(GIVEN TEXT Opens)
Capacity/incapacity are not concepts with clear…boundaries. They appear on a continuum which ranges from full capacity at one end to full incapacity at the other end. There are, therefore, degrees of capacity. The challenge is to choose the right level to set as the gateway to decision-making and respect for persons…
Michael Gunn

What does the law say?

"The general rule of English law, whatever the context, is that the test of capacity is the ability (whether or not one chooses to exercise it) to understand the nature and quality of the transaction."

Justice Munby. Re MM (an adult) [2007] EWHC 2003 (Fam)

 

Who should assess capacity?

There is a presumption in English law that all adults have the capacity to make decisions relating to their life. Where there are doubts about capacity and consent to medical treatment is required, the health professional proposing the treatment needs to decide whether the patient has the capacity to consent.

In some circumstances, such as where there are genuine doubts about capacity and the decision is a serious one, expert advice from a psychiatrist or psychologist with particular experience in assessing capacity should be sought. Overall responsibility remains, however, with the health professional proposing the treatment.

 

How can treatment lawfully be provided to adults who lack the capacity to consent?

There are a number of ways in which treatment can be provided lawfully to adults who lack the capacity to make the decision.

  • Where an adult has no one to make a decision on his or her behalf, treatment can be provided where it is both necessary and in the patients best interests – a ‘best interests’ decision.
  • Where the incapacitated adult has previously nominated someone to make the decision – a welfare attorney.
  • Where the Court of Protection has appointed a deputy to make the decision.
  • Under mental health legislation.

 

What is a ‘best interests’ test?

Decisions taken on behalf of someone who lacks capacity must be taken in his or her best interests. A best interests test is an objective test of what would be in the person’s actual best interests, taking into consideration all relevant factors. A best interests test is not a ‘substituted judgment’ test. A substituted judgment test seeks to identify what the patient would have wanted and to decide accordingly. A best interest test takes the patients wishes into account where they are known, but they may not be determinative.

Factors that need to be taken into account when making a best interests test include the following:

  • the extent of the incapacitated person’s ability to participate in the decision
  • the likelihood that the person will regain capacity in sufficient time to be able to decide personally
  • the person’s past and present wishes and feelings
  • his or her beliefs or values where they would be relevant to the decision
  • the benefits and burdens of the decision.

An important part of any best interests assessment is, where possible, a discussion with those close to the individual in order to try and establish those things that were important to the patient and which may have an impact on the decision.

 

Advance decisions refusing treatment

Competent adults can refuse specified treatment for a time in the future when they may lose capacity. This is called an advance decision refusing treatment, sometimes known colloquially as a living will. Patients can only refuse treatment by means of an advance decision, they cannot commission treatment in advance.

An advance decision refusing treatment is binding where:

  • the person had capacity and was aged 18 or over when he or she made it
  • it specifies, in lay terms if necessary, the specific treatment to be refused and the particular circumstances in which the refusal is to apply
  • the person making the decision has not subsequently withdrawn the decision or appointed a proxy to make it
  • the person has not subsequently done anything clearly inconsistent with the decision
  • if the decision relates to life-prolonging treatment it must be in writing, signed and witnessed and contain the statement that the decision is to apply even if life is at stake.
(GIVEN TEXT Closes)
(INFORMATION SUPPLIED Opens)
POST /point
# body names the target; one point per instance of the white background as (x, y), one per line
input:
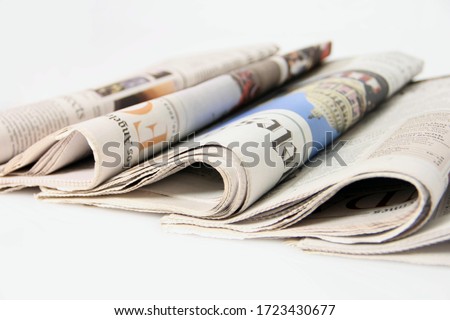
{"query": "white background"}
(62, 251)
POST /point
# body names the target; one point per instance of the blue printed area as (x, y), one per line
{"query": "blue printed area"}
(297, 103)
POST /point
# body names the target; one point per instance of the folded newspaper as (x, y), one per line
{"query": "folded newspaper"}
(21, 127)
(286, 168)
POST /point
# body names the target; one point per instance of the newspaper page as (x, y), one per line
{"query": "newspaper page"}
(406, 189)
(430, 245)
(110, 144)
(22, 126)
(289, 123)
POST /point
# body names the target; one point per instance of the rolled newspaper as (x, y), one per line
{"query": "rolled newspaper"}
(132, 135)
(22, 126)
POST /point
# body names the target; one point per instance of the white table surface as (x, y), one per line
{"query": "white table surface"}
(50, 251)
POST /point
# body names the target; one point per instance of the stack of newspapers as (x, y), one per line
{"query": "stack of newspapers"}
(346, 157)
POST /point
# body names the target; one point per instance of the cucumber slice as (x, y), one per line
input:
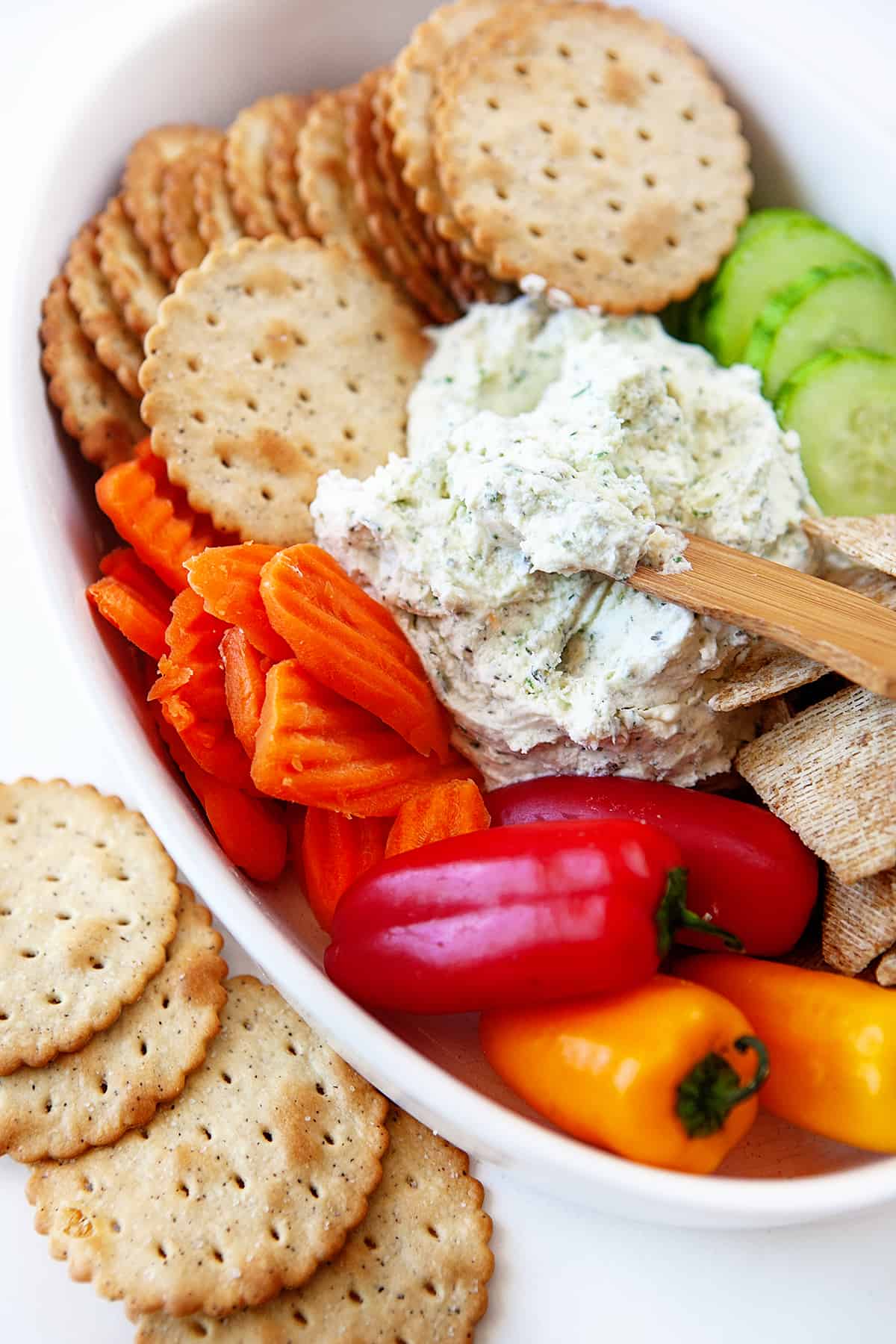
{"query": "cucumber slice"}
(842, 405)
(828, 308)
(777, 249)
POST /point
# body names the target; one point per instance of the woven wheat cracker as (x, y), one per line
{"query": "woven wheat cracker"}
(234, 1191)
(274, 362)
(282, 179)
(383, 222)
(134, 280)
(829, 774)
(94, 406)
(859, 921)
(87, 906)
(179, 215)
(411, 99)
(218, 221)
(121, 1077)
(588, 146)
(326, 183)
(101, 317)
(143, 186)
(246, 156)
(871, 541)
(415, 1270)
(766, 671)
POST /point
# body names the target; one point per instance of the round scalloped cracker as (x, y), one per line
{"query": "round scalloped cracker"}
(121, 1077)
(179, 217)
(871, 541)
(96, 409)
(274, 362)
(87, 906)
(101, 317)
(829, 774)
(385, 225)
(411, 100)
(415, 1269)
(143, 184)
(588, 146)
(234, 1191)
(246, 158)
(326, 183)
(218, 221)
(282, 179)
(134, 282)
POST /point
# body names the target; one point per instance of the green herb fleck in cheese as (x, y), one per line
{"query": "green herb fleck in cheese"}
(548, 453)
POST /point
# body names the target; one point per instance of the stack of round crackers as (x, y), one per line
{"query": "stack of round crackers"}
(198, 1151)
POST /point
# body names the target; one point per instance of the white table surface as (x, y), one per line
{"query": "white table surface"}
(563, 1275)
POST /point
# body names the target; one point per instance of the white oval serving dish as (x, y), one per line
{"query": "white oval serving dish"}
(202, 60)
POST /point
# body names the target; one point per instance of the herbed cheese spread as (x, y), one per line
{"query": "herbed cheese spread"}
(548, 453)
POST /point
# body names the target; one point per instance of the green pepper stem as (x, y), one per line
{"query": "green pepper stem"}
(672, 913)
(707, 1095)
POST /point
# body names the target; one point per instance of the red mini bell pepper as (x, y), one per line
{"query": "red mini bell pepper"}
(511, 917)
(746, 868)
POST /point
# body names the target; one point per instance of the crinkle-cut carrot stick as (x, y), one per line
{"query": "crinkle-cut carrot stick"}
(125, 564)
(191, 691)
(250, 831)
(316, 747)
(139, 620)
(245, 670)
(435, 813)
(337, 850)
(352, 645)
(153, 517)
(227, 578)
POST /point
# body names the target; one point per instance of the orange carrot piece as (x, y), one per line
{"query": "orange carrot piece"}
(245, 671)
(316, 747)
(227, 578)
(193, 695)
(140, 621)
(337, 850)
(153, 517)
(352, 645)
(250, 831)
(447, 809)
(125, 564)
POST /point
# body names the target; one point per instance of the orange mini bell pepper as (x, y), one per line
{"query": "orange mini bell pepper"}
(665, 1074)
(832, 1043)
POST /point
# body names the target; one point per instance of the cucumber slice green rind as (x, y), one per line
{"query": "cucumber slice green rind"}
(842, 307)
(777, 250)
(842, 405)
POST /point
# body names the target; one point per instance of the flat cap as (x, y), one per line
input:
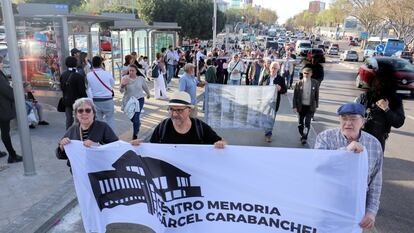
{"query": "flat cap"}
(352, 109)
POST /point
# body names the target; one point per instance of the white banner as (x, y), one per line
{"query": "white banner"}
(197, 188)
(238, 106)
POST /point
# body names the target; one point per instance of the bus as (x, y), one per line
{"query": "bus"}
(393, 46)
(369, 48)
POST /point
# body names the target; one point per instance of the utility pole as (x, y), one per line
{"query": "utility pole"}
(INFORMATION SUPPLIED Closes)
** TASK PROMPT **
Reproduce the passage of the mental capacity text that begins with the words "How can treatment" and stops after the words "a ‘best interests’ test?".

** ANSWER BOX **
How can treatment lawfully be provided to adults who lack the capacity to consent?

There are a number of ways in which treatment can be provided lawfully to adults who lack the capacity to make the decision.

  • Where an adult has no one to make a decision on his or her behalf, treatment can be provided where it is both necessary and in the patients best interests – a ‘best interests’ decision.
  • Where the incapacitated adult has previously nominated someone to make the decision – a welfare attorney.
  • Where the Court of Protection has appointed a deputy to make the decision.
  • Under mental health legislation.

 

What is a ‘best interests’ test?